- **Work to do**:
Reproduce the following lines word for word, without the pictures.

Data entries:
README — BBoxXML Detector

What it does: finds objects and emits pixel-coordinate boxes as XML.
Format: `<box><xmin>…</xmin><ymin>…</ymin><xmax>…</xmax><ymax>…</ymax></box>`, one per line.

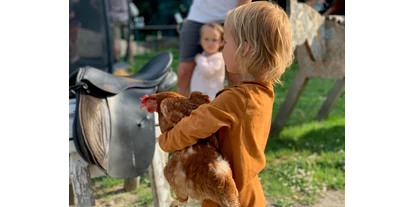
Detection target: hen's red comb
<box><xmin>140</xmin><ymin>94</ymin><xmax>149</xmax><ymax>103</ymax></box>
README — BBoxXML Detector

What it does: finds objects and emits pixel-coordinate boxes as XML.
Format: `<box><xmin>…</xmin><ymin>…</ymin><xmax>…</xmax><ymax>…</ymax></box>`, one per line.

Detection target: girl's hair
<box><xmin>224</xmin><ymin>1</ymin><xmax>294</xmax><ymax>84</ymax></box>
<box><xmin>200</xmin><ymin>22</ymin><xmax>224</xmax><ymax>51</ymax></box>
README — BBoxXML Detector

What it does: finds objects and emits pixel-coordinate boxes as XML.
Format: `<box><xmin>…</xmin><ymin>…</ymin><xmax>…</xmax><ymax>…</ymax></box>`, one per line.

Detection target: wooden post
<box><xmin>271</xmin><ymin>4</ymin><xmax>345</xmax><ymax>134</ymax></box>
<box><xmin>69</xmin><ymin>153</ymin><xmax>95</xmax><ymax>207</ymax></box>
<box><xmin>270</xmin><ymin>70</ymin><xmax>309</xmax><ymax>134</ymax></box>
<box><xmin>124</xmin><ymin>176</ymin><xmax>140</xmax><ymax>192</ymax></box>
<box><xmin>315</xmin><ymin>78</ymin><xmax>345</xmax><ymax>121</ymax></box>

- **Task response**:
README — BBoxXML Detector

What it does: finds objects and emits pixel-coordinate boxes as XML.
Format: `<box><xmin>…</xmin><ymin>…</ymin><xmax>…</xmax><ymax>…</ymax></box>`, one per line.

Detection target: hen's red comb
<box><xmin>140</xmin><ymin>94</ymin><xmax>149</xmax><ymax>103</ymax></box>
README — BBoxXML Detector

What it does: finds objects and emits pixel-coordinate boxes as XML.
Format: `<box><xmin>…</xmin><ymin>…</ymin><xmax>…</xmax><ymax>…</ymax></box>`, one per line.

Detection target: girl's hair
<box><xmin>224</xmin><ymin>1</ymin><xmax>294</xmax><ymax>84</ymax></box>
<box><xmin>200</xmin><ymin>22</ymin><xmax>224</xmax><ymax>51</ymax></box>
README — BBoxXML Detector

What it does: finds objects and emits pixel-coordinate boxes as XML.
Format: `<box><xmin>…</xmin><ymin>…</ymin><xmax>…</xmax><ymax>…</ymax></box>`, one per line.

Detection target: wooden post
<box><xmin>271</xmin><ymin>4</ymin><xmax>345</xmax><ymax>134</ymax></box>
<box><xmin>69</xmin><ymin>153</ymin><xmax>95</xmax><ymax>207</ymax></box>
<box><xmin>270</xmin><ymin>70</ymin><xmax>309</xmax><ymax>134</ymax></box>
<box><xmin>124</xmin><ymin>176</ymin><xmax>140</xmax><ymax>192</ymax></box>
<box><xmin>315</xmin><ymin>78</ymin><xmax>345</xmax><ymax>121</ymax></box>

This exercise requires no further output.